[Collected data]
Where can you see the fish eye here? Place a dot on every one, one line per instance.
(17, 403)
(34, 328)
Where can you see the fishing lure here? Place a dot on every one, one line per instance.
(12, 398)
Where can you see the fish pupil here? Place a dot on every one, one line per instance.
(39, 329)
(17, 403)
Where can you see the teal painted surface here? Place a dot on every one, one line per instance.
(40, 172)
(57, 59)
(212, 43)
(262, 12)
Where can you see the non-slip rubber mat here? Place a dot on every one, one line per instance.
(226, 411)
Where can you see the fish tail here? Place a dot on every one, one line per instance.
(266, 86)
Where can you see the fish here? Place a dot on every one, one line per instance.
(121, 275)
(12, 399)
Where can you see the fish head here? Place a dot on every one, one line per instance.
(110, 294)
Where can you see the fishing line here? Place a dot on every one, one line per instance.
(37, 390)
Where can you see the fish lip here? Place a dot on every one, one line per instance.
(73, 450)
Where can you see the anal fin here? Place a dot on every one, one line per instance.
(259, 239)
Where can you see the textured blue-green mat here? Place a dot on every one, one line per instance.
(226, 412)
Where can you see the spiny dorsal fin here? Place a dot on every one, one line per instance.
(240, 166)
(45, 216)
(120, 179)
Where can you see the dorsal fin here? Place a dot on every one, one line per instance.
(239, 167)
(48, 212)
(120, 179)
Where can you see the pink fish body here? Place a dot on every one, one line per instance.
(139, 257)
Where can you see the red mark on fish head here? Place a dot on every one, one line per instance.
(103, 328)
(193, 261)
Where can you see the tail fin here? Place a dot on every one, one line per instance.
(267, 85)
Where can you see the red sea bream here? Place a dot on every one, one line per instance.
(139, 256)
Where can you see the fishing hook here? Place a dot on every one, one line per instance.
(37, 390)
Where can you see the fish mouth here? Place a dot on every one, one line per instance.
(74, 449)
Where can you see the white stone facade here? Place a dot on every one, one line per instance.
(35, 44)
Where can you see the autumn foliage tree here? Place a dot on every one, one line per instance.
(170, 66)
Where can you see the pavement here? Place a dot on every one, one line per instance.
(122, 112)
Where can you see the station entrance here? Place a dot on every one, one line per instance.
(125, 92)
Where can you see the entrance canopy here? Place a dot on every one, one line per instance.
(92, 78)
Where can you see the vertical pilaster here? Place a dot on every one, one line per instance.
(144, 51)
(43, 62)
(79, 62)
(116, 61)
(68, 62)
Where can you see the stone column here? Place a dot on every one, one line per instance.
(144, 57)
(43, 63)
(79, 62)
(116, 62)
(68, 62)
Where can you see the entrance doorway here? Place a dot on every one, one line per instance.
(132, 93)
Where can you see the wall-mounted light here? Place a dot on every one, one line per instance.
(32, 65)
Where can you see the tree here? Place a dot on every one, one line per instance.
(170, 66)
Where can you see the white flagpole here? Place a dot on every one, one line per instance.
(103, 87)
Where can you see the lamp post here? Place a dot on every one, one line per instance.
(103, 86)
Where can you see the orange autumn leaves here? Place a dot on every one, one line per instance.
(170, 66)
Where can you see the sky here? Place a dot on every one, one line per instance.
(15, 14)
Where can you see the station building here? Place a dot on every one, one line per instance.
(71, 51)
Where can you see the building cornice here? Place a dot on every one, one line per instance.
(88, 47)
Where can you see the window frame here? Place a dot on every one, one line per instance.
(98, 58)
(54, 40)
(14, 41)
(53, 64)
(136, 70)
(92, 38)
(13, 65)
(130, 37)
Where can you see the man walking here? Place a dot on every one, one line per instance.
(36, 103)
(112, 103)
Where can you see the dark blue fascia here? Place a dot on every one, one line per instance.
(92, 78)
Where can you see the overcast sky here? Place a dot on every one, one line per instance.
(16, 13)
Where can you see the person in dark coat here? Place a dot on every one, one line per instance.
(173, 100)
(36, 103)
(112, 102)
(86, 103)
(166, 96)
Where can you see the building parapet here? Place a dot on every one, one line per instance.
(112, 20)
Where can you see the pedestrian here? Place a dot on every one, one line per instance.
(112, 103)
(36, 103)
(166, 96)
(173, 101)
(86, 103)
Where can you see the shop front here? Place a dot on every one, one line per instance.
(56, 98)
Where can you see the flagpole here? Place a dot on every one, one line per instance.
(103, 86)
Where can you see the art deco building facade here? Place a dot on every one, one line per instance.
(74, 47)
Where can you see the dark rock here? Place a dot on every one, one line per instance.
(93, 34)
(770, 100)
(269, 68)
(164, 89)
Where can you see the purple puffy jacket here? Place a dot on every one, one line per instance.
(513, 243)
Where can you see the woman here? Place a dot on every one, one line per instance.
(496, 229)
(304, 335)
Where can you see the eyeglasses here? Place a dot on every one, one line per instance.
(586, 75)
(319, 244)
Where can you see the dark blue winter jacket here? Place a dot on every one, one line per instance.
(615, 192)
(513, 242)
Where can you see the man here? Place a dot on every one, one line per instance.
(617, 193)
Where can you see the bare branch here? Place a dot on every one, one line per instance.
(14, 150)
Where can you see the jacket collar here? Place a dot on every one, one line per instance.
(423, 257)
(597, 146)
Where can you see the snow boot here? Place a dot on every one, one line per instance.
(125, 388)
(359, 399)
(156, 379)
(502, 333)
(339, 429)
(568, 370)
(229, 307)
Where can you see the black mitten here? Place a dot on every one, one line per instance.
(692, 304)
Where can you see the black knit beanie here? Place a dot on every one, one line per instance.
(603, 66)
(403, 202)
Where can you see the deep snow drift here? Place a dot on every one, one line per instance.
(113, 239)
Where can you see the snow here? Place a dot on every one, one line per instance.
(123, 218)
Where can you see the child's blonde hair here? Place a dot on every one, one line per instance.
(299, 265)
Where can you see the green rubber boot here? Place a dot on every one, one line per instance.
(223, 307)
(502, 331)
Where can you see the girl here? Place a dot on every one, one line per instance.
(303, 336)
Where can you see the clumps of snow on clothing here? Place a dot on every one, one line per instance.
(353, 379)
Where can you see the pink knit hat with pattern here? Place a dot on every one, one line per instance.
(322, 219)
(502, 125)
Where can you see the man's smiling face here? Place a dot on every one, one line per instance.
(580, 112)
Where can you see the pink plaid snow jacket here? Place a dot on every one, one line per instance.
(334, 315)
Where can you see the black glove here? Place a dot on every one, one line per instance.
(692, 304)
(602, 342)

THE TASK: Transcribe the lines above precisely, keeping each one unchanged.

REPLY:
Where can you see the fish eye here? Place a dot on every one, one line per instance.
(17, 403)
(34, 328)
Where can you see the fishing lure here? Place a dot on every one, one line per instance.
(12, 398)
Where can you see the fish pupil here? Place a dot on every one, one line per instance.
(39, 329)
(17, 403)
Where can you see the teal painted surface here? Place a dot on every one, one line per instance.
(40, 172)
(57, 59)
(212, 43)
(262, 12)
Where can you see the non-slip rubber mat here? Place a dot on every one, one line per instance.
(226, 411)
Where can you see the fish tail here? Place a dot on every one, one line per instance.
(266, 86)
Where can you see the fish here? Place a dot on every one, one line per instance.
(121, 275)
(12, 399)
Where can you see the fish head here? Place a dot on every one, one line per instance.
(110, 294)
Where can you see the fishing line here? Place a dot on every one, one line per instance.
(37, 390)
Where can you see the fish lip here? Place a dot on every one, one line per instance.
(73, 450)
Where can you see the anal fin here? Place a dot on every one, one line per instance.
(259, 239)
Where can you see the textured blue-green mat here? Place a dot on every one, one line per instance.
(226, 412)
Where can you see the spiny dorsal fin here? Place a dot on every one, one line per instance.
(240, 166)
(45, 216)
(120, 179)
Where can you see the dorsal fin here? Place a dot on every one, one line per instance.
(239, 167)
(48, 212)
(120, 179)
Where can you see the pink fish body here? Place a dot on every one, one line per instance.
(139, 257)
Where can you see the red mark on fish head here? Place a dot on every one, one line per instance.
(103, 328)
(193, 261)
Where can you see the tail fin here? Place a dot on every one, one line per instance.
(267, 85)
Where can you see the red sea bream here? Place a dot on every one, one line per instance.
(139, 256)
Where can you see the fishing hook here? Place a dot on every one, one line per instance.
(37, 390)
Where can you see the fish mouth here? Place a dot on every one, one line per instance.
(74, 449)
Where can you see the white stone facade here? Place a dot on every one, one line per instance.
(35, 44)
Where can you see the autumn foliage tree here? Place a dot on every one, one line per instance.
(170, 66)
Where can you see the pavement here? Place a dot on every one, one line per instance.
(122, 112)
Where can you see the station entrance here? Place a dot on every one, one line per instance.
(125, 92)
Where can you see the entrance canopy here? Place a dot on every one, one line per instance.
(92, 78)
Where can you see the vertical pilaster here? Place a dot on every one, one line per instance.
(144, 51)
(43, 62)
(79, 62)
(116, 61)
(68, 62)
Where can you see the stone column here? Place a dot on every one, one line per instance.
(144, 57)
(43, 63)
(79, 62)
(116, 62)
(68, 62)
Where can you see the entrance doorway here? Place a dot on every one, one line per instance.
(132, 93)
Where can you see the wall-mounted light here? Place a dot on every one, one line per instance.
(32, 65)
Where can you see the tree here? Place a dot on every one, one line per instance.
(170, 66)
Where can you see the white flagpole here? Place a dot on every one, one line per instance.
(103, 87)
Where can you see the lamp post here? Place a dot on every one, one line per instance.
(103, 86)
Where can you see the orange autumn leaves here? Place a dot on every one, one line per instance.
(170, 66)
Where can you see the sky here? Place a dot on every one, one line per instance.
(15, 14)
Where can you see the station building here? Place a dot on every one, one line per instance.
(71, 51)
Where can you see the building cornice here? Place a dot on every one, one line per instance.
(88, 47)
Where can you see the window frame here? Place a dot on every one, one line per instance.
(98, 58)
(54, 40)
(14, 41)
(53, 64)
(136, 70)
(92, 38)
(13, 65)
(130, 37)
Where can you see the man walking here? Place a dot on every one, one line per instance.
(36, 103)
(112, 103)
Where can you see the dark blue fascia here? Place a dot on every one, one line per instance.
(92, 78)
Where can you see the overcast sky here? Place a dot on every one, one line per instance.
(16, 13)
Where can you see the person in dark coat here? Place a dot on every one, one line per instance.
(173, 100)
(36, 103)
(112, 102)
(86, 103)
(166, 96)
Where can you see the building parapet here? Place a dot on every one, one line per instance.
(112, 20)
Where can you see the pedestrian here? Place a dot on every one, one line per instance.
(112, 103)
(36, 103)
(166, 96)
(173, 101)
(86, 103)
Where can you see the shop front here? Place a dot on every one, one line per instance.
(56, 98)
Where can you see the flagpole here? Place a dot on every one, one line per instance.
(103, 86)
Where can you see the art deco building facade here? Place a dot on every one, one line per instance.
(74, 47)
Where can you see the dark rock here? Place a dot on every one, one line per instance.
(93, 34)
(770, 100)
(269, 68)
(164, 89)
Where can you see the purple puffy jacket here? Place a dot on every one, one line per instance.
(513, 243)
Where can you see the woman here? Place a dot on every one, one line per instance.
(496, 229)
(304, 335)
Where can you see the eyeglasses here? Place a dot on every one, one line per instance.
(586, 75)
(319, 244)
Where can you see the dark blue winter jacket here? Place a dot on every one, one line per instance.
(615, 192)
(513, 242)
Where can you see the man here? Place a dot on every one, one line per instance.
(617, 193)
Where can you see the bare branch here? Place a dot on every one, one line per instance.
(14, 150)
Where can you see the jacket collar here? Place a dot on every one, one line per instance.
(423, 257)
(597, 146)
Where can you see the snow boot here? Place a dot on every one, one line per instance.
(125, 388)
(359, 399)
(156, 379)
(502, 333)
(339, 429)
(568, 370)
(229, 307)
Where can you see the black mitten here? Place a dot on every one, one line per instance.
(692, 304)
Where can you see the black knit beanie here? Place a dot on every one, one line per instance.
(603, 66)
(403, 202)
Where can you see the deep snow drift here? Place a dot on every one, one line per instance.
(113, 239)
Where can you see the snow here? Place a dot on every one, one line per instance.
(123, 218)
Where can you see the child's blonde hair here? Place a dot on every one, one line per instance.
(299, 265)
Where can you see the green rubber boot here? Place a dot on every one, one line per instance.
(223, 307)
(502, 331)
Where can you see the girl here? Place a dot on every one, one line per instance.
(303, 336)
Where can you see the clumps of snow on clothing here? Place a dot on every one, one line per instance.
(353, 379)
Where can you see the pink knit hat with pattern here? Place a dot on every one, one line per instance.
(322, 219)
(502, 125)
Where can you see the man's smiling face here? Place a dot on every one, one line per instance.
(580, 112)
Where can you see the pink plaid snow jacket here? Place a dot on every one, one line per instance.
(334, 315)
Where can you see the black glove here? Place a dot on every one, one line per instance.
(692, 304)
(602, 342)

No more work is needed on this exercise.